GIVEN PASSAGE —
On Tue, Oct 15, 2002 at 05:17:24PM +0200, Maciej W. Rozycki wrote:
> On Mon, 7 Oct 2002, Kevin D. Kissell wrote:
> 
> > That's probably going to be a more reliable design,
> > though I would still consider leaving the TLB refill handler
> > untouched and counting on the fact that k1 must contain
> > a non-lethal EntryLo value on return from the exception.
> 
>  Well, there is a "nop" just before the "eret" in all R4k-style TLB
> exception handlers.  I see no problem to use the slot for explicit
> clobbering of k0 or k1 with a single instruction like "li" or "lui". 

Now that you say it it's pretty obvious...

Thanks,
Johannes

^ permalink raw reply	[flat|nested] 25+ messages in thread

* Re: Once again: test_and_set for CPUs w/o LL/SC
  2002-10-15 15:36       ` Maciej W. Rozycki
@ 2002-10-15 17:21         ` Johannes Stezenbach
  2002-10-16 12:20           ` Maciej W. Rozycki
  2002-10-16 18:11         ` Johannes Stezenbach
  1 sibling, 1 reply; 25+ messages in thread
From: Johannes Stezenbach @ 2002-10-15 17:21 UTC (permalink / raw)

GIVEN DATA —
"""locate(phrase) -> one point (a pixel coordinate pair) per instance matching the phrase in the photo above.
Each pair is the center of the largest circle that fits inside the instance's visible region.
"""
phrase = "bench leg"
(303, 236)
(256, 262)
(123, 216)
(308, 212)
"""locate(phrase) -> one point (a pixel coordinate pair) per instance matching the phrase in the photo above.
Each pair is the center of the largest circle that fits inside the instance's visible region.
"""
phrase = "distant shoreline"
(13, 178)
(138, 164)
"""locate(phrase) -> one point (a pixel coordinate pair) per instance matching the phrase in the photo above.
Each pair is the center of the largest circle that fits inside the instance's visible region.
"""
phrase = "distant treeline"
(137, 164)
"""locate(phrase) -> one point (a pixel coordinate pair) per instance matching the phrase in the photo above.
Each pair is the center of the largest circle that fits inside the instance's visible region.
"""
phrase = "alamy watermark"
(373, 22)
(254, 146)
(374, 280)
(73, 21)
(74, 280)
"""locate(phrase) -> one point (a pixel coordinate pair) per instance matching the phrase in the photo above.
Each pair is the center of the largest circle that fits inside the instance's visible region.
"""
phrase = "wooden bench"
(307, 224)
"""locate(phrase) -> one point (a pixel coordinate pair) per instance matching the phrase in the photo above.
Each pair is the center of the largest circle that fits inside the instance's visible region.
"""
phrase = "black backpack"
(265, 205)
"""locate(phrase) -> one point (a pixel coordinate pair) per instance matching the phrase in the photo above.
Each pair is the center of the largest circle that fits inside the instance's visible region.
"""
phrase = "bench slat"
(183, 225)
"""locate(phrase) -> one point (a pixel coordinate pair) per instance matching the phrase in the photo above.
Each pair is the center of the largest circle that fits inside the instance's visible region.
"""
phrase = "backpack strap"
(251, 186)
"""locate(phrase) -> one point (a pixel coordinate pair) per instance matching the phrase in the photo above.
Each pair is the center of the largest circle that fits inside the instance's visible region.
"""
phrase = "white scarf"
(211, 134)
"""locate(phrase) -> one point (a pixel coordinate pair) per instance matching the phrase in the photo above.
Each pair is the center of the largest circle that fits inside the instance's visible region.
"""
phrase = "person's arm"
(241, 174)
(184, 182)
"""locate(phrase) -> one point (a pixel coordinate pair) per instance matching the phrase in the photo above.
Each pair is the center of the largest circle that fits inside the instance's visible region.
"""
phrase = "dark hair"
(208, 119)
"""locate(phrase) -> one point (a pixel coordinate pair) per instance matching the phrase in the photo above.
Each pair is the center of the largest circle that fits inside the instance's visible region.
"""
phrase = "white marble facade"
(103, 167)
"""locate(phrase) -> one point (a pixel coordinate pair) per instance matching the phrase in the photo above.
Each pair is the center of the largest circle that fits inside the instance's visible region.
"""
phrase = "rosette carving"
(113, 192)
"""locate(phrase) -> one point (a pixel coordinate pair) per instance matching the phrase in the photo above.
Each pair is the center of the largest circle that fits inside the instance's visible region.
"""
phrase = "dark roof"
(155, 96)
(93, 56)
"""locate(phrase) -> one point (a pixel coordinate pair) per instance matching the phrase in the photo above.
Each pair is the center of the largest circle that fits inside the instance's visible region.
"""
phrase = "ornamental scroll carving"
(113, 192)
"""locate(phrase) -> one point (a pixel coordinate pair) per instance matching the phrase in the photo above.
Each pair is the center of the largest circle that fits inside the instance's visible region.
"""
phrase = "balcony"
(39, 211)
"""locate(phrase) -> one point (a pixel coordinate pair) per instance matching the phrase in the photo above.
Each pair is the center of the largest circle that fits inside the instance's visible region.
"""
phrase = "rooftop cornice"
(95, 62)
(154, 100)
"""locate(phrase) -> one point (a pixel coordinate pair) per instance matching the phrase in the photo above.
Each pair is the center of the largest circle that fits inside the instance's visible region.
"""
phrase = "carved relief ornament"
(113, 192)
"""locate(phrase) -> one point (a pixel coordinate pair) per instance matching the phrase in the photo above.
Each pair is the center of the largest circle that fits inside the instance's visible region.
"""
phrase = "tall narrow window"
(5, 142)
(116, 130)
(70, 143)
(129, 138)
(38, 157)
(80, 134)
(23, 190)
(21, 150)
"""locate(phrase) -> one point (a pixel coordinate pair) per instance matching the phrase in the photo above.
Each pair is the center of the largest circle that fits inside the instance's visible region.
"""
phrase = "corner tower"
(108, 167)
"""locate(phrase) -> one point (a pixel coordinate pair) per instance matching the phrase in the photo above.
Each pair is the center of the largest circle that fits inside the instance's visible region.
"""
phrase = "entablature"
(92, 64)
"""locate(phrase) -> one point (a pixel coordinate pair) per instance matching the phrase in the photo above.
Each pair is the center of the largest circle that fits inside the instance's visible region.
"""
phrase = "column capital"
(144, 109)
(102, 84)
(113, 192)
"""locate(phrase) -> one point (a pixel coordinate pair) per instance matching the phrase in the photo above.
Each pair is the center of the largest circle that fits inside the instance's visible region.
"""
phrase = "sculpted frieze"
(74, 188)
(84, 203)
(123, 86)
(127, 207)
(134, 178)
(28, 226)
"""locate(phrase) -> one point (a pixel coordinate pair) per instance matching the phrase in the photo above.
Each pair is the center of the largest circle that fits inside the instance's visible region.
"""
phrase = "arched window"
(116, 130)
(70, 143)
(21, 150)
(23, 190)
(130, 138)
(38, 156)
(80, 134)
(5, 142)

SET PROBLEM 1 —
Name every instruction that appears in quotation marks in the mailing list excerpt.
SET PROBLEM 2 —
What is the subject line of the mailing list excerpt's thread?

FINAL RESULT 1 —
nop, eret, li, lui

FINAL RESULT 2 —
Once again: test_and_set for CPUs w/o LL/SC